- [Tarea 1]:
Reescala el listado desde la línea que contiene "Can you find the leafy" hasta el final del listado, ambos extremos incluidos, y reescribe todas esas líneas con sus enunciados. En las respuestas, multiplica cada coordenada por 0,6 y redondea al entero más próximo, con las mitades hacia arriba.
───── Fragmento proporcionado ─────
En octubre de 2007 presentamos, en el salón de actos de la entonces CajaCanarias de Santa Cruz de Tenerife, la cuarta entrega de la Serie Ensayo de la colección La Caja Literaria, el libro de José Carlos Cataño: Aurora y exilio. Escritos (1980-2006).

En las series de narrativa y poesía, esta colección ya había llegado en 2007 a la novena y décima entregas, después de algunos años de andadura.

La selección de estas obras publicadas era responsabilidad de un comité asesor constituido por Carlos Pinto Grote, Elsa López, Juan José Delgado y quien escribe estas líneas.

Un comité asesor que leía, proponía, discutía y decidía con la máxima libertad.

No quiero omitir que en la publicación de ese libro de Cataño tuve algo que ver, pues hacía un par de años le había solicitado que nos enviara algún trabajo para figurar en un catálogo que deseábamos representativo de la escritura literaria de nuestras islas y de los géneros diversos de esa escritura.
───── Entradas de datos ─────
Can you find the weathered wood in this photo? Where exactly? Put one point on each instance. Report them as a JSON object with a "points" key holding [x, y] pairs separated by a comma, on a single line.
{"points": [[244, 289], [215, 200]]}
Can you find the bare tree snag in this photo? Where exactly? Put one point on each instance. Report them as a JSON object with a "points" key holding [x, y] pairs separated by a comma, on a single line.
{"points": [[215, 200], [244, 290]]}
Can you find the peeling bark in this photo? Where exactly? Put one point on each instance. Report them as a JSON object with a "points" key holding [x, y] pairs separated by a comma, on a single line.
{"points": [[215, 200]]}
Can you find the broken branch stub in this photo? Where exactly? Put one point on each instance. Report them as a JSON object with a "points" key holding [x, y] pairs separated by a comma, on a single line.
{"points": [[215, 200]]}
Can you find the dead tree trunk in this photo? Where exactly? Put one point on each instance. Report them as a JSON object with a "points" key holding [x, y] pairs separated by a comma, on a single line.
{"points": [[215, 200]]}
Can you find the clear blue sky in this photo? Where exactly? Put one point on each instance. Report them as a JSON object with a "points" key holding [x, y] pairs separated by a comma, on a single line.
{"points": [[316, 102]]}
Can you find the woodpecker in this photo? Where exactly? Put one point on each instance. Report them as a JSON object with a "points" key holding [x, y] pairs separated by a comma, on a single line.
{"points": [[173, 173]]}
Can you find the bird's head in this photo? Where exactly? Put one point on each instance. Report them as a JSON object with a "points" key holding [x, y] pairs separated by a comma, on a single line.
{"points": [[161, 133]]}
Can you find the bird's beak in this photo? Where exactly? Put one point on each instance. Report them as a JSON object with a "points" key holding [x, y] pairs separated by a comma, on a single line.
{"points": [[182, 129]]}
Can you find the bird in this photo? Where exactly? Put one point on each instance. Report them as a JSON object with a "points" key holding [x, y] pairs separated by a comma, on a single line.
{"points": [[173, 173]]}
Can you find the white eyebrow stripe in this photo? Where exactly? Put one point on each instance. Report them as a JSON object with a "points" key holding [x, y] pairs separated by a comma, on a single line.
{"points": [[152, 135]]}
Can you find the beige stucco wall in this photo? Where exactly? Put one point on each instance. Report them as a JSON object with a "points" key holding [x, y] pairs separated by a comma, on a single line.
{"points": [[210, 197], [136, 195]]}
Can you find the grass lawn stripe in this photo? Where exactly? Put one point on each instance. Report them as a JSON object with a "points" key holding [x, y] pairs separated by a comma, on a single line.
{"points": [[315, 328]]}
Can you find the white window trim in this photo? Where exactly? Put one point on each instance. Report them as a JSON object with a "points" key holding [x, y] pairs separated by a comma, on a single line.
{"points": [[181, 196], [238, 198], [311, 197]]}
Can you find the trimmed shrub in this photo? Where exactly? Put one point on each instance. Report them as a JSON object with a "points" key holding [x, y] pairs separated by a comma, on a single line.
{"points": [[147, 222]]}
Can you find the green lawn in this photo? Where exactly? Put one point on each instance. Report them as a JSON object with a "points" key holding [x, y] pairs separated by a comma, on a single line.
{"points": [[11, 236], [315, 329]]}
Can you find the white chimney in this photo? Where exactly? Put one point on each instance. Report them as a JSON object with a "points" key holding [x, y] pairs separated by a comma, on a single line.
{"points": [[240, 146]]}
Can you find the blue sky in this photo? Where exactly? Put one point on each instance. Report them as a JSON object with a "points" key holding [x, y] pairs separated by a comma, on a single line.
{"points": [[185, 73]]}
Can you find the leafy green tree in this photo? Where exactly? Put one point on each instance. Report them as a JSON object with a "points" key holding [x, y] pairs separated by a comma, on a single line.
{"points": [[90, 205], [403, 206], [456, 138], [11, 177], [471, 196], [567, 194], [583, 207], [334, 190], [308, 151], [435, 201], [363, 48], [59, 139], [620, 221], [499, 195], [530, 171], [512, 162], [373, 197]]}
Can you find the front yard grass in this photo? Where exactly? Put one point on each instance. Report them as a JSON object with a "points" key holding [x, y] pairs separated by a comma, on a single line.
─────
- [Tarea 2]:
Repite textualmente la parte del fragmento que comienza en "La selección de" y continúa hasta "la máxima libertad.".

- [Respuesta resuelta 1]:
Can you find the leafy green tree in this photo? Where exactly? Put one point on each instance. Report them as a JSON object with a "points" key holding [x, y] pairs separated by a comma, on a single line.
{"points": [[54, 123], [242, 124], [274, 83], [7, 106], [283, 118], [340, 116], [350, 124], [200, 114], [185, 91], [261, 121], [218, 29], [35, 83], [372, 133], [299, 117], [318, 103], [307, 97], [224, 118]]}
Can you find the front yard grass in this photo? Where exactly? Put one point on each instance. Report them as a JSON object with a "points" key holding [x, y] pairs separated by a comma, on a single line.

- [Respuesta resuelta 2]:
La selección de estas obras publicadas era responsabilidad de un comité asesor constituido por Carlos Pinto Grote, Elsa López, Juan José Delgado y quien escribe estas líneas.

Un comité asesor que leía, proponía, discutía y decidía con la máxima libertad.